I just want to take a moment to extend and acknowledge my colleagues and partners here today. Obviously, you’ve just heard the incredible Mark Butler, Minister for Health, speak. He is an incredible representative for the people that he represents in his local electorate, but also more broadly in pushing the health and ageing agenda within our cabinet as well. Mary Ann Baquero Geronimo, can I acknowledge you? Can I acknowledge Mary Patetsos, Padma Raman, the executive director from the Office for Women, Violet Roumeliotis, the CEO at Settlement Services Australia, Professor Zoe Wainer, deputy secretary from the Department of Health Victoria, and, of course, my dear friend Peter Doukas, chair of FECCA.

And I do want to just give a big shout‑out to FECCA for your steadfastness, persistence, your resilience, over the years often in situations where, you know, we describe it as taking two steps forward and three steps back in the area of multiculturalism. One constant that’s been around in the 30 years or so that I’ve been involved in multicultural affairs in various ways and with various hats on, the one constant has been FECCA and the voice of FECCA and the advocacy of FECCA, so if I can just take the moment to thank FECCA for all the work that they’ve done.

So today we’re launching the Australian Multicultural Women’s Alliance, and I want to talk a little bit about migrant refugee women of colour and those kinds of intersectionalities with health in my speech today, but I also want to talk about multiculturalism and kind of bring all of those things together.

The alliance is actually a milestone in our national commitment to ensuring that every woman in Australia no matter her cultural background, her place of birth, country of origin, can thrive, can lead and can belong in Australia. And it’s, you know, often alliances like this or programs like this get considered to be a nice little add‑on but this alliance is not an add‑on. It sits at the heart, the very heart of what the Albanese government is working on with our women’s strategy. Our strategy, our women’s strategy, recognises gender equality as foundation of both social progress and economic strength, but today’s launch, importantly, takes an intersectional lens to gender equality and recognises that diversity is not just about gender.

● ● ● ●

■ **TASKS**:
- a) List every person named in the opening paragraph of the speech launching the women's alliance.
- b) Carry on the speech launching the women's alliance from its final sentence.

■ **Source records**:
● ● ● ●

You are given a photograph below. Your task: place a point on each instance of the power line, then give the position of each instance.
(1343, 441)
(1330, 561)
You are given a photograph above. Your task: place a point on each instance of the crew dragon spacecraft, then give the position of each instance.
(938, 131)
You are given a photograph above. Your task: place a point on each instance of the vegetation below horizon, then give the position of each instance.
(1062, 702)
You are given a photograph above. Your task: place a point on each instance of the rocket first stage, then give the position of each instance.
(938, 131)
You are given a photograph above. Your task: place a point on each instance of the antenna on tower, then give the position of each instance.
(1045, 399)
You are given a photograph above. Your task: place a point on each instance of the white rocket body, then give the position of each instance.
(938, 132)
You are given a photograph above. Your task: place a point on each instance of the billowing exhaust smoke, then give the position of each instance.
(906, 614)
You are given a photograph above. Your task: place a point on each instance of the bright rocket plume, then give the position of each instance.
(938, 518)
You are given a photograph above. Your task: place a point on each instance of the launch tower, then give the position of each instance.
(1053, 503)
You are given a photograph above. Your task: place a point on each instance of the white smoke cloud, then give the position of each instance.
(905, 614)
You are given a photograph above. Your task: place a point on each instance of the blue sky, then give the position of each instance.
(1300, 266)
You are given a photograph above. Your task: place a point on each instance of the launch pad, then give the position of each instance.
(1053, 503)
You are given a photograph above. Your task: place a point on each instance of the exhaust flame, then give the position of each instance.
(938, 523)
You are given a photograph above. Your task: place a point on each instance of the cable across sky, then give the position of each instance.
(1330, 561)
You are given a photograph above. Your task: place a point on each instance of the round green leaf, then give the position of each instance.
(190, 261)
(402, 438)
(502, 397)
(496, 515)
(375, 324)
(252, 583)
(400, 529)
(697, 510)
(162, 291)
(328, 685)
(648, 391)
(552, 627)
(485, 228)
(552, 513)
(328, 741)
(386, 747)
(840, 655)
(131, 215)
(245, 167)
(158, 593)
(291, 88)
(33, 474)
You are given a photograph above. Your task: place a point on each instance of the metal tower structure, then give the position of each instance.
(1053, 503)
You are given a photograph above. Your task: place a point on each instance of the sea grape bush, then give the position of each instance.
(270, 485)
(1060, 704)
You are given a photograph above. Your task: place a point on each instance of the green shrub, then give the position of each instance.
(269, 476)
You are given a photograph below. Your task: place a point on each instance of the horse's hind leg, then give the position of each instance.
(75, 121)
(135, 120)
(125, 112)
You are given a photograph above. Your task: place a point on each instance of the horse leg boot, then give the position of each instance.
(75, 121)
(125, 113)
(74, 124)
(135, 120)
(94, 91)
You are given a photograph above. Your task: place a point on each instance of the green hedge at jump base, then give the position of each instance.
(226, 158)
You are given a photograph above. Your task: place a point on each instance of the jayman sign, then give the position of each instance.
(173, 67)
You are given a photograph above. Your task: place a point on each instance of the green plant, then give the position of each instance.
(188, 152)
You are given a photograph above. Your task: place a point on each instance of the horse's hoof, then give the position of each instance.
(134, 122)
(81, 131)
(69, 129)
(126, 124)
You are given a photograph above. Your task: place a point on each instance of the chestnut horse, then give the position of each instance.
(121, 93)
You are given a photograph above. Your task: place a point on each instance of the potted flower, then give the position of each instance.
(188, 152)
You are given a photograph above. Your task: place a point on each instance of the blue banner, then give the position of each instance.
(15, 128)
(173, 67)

● ● ● ●

■ **EXPECTED OUTPUTS**:
- a)
Mark Butler
Mary Ann Baquero Geronimo
Mary Patetsos
Padma Raman
Violet Roumeliotis
Zoe Wainer
Peter Doukas

- b)
Now, I don’t know if any of you are like me, but I get incredibly frustrated if every time people talk about diversity and then just show women in the complete absence of any migrant refugee women of colour when they talk about diversity. So, for me, it’s really exciting to be able to be a part of something that challenges that and that brings in intersectionality.

Today’s launch makes a clear statement that migrant women, refugee women, ethnic women and women of colour are not a footnote in the equality story. We are, my friends, central to it.

[Applause.]

Now, Angelica, I really appreciate you telling your story, because stories are indeed very powerful and when I stand here in front of you, I speak to you not as a politician, but as a fellow migrant woman. As some of you may know, I was two years old when my parents migrated from Egypt, arriving at the Bonegilla migrant training camp, as it was called in Albury–Wodonga. Some of you may know that camp had a bit of a notorious history before my parents arrived, particularly in health outcomes for children. About 10 years before my parents arrived in 1969, 13 children were killed at the Bonegilla migrant training camp due to malnutrition. It made world headlines. It made world headlines, and it prompted a government response at the Bonegilla mining training camp, but it is too often that kind of story where something makes the headlines before we recognise that there is a need to treat people equally.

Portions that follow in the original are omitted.